Region annotation entries
* START *
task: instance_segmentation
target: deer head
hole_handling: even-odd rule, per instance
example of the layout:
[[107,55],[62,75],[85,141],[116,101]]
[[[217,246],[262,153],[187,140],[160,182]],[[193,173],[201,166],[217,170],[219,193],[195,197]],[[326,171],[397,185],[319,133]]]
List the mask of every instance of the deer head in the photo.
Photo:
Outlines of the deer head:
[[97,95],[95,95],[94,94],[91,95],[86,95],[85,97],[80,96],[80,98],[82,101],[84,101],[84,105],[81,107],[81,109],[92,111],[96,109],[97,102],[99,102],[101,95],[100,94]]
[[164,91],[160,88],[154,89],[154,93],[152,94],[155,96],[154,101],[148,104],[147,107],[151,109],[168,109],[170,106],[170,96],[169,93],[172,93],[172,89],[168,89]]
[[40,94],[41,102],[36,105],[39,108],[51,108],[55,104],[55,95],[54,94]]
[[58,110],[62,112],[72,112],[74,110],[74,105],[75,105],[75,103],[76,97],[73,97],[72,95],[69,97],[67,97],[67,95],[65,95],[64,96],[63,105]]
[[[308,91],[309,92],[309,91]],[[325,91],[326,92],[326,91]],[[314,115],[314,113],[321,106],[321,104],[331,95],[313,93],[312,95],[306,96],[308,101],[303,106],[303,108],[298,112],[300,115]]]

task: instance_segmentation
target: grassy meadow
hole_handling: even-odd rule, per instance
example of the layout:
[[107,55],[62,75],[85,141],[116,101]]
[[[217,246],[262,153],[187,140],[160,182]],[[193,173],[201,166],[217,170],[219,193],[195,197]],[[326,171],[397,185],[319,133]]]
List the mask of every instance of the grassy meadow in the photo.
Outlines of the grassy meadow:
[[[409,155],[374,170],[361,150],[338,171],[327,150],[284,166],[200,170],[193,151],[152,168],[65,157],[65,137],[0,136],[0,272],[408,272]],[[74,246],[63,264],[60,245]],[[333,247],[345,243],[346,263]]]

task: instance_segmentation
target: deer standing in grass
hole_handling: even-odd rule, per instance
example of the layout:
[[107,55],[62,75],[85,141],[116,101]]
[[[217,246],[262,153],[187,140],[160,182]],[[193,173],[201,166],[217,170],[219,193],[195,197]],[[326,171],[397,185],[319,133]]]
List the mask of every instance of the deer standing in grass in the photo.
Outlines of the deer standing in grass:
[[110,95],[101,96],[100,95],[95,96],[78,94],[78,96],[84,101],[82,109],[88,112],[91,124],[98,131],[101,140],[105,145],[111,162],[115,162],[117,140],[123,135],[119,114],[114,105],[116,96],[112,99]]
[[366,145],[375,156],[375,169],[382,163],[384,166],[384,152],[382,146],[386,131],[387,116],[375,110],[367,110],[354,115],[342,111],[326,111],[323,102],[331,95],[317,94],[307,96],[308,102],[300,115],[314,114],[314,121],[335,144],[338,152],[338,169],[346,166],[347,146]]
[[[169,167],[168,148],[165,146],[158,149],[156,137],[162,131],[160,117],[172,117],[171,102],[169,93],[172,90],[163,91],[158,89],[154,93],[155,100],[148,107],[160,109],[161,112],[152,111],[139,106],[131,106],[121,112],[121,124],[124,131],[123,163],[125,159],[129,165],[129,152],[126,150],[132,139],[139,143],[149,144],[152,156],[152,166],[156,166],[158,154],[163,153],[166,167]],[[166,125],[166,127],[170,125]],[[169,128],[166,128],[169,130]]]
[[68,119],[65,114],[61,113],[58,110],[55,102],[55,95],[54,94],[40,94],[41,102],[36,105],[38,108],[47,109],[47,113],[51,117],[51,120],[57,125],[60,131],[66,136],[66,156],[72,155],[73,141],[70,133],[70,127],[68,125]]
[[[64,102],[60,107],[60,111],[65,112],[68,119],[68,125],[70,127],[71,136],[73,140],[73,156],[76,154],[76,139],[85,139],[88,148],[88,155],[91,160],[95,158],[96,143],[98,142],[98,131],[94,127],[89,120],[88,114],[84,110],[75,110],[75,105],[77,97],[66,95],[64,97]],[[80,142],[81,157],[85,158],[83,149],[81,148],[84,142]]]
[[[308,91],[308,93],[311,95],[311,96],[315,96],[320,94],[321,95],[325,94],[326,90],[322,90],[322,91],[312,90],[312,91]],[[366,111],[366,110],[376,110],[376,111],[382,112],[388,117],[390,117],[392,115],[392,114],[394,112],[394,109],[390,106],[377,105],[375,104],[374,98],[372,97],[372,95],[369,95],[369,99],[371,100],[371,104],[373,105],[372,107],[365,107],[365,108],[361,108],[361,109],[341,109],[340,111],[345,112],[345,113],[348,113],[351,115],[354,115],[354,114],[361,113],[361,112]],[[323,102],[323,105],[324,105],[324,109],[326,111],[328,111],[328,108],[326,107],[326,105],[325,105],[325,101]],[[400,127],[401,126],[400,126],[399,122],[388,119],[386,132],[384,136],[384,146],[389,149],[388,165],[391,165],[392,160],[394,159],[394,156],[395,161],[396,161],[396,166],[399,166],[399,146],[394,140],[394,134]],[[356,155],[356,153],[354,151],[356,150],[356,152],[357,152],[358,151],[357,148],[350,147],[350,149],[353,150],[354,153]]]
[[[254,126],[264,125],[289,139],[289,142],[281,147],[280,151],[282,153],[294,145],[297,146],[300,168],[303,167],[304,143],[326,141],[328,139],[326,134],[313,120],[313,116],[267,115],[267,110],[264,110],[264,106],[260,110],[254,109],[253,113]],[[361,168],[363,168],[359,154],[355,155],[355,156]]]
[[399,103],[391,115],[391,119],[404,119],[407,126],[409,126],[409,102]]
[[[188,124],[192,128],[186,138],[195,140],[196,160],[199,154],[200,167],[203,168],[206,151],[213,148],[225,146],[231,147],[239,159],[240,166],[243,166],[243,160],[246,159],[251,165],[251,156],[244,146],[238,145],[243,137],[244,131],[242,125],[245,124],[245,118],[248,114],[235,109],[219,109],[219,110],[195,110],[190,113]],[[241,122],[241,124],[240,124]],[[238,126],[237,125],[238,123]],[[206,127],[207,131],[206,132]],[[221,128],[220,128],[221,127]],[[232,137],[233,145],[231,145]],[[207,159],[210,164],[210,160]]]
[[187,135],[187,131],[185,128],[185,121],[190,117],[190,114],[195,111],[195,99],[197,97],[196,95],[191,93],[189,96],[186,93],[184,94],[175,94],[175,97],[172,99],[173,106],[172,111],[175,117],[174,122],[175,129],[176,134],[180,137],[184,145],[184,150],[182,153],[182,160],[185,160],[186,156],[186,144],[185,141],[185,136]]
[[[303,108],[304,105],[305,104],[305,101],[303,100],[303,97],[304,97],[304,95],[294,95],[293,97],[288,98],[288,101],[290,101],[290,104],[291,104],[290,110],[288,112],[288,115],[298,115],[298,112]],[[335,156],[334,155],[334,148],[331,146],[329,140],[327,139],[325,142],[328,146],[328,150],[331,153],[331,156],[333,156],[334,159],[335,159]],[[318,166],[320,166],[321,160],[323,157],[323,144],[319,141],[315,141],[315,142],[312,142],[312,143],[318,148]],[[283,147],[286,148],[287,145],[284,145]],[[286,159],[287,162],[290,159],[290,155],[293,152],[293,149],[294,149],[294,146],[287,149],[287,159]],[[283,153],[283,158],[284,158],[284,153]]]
* END *
THE REQUEST
List all lines in the items above that contain the word "every".

RESPONSE TO THE TASK
List the mask of every instance of the deer head in the photo.
List the mask of every instance of the grassy meadow in the photo.
List the mask of every instance of the deer standing in grass in the photo.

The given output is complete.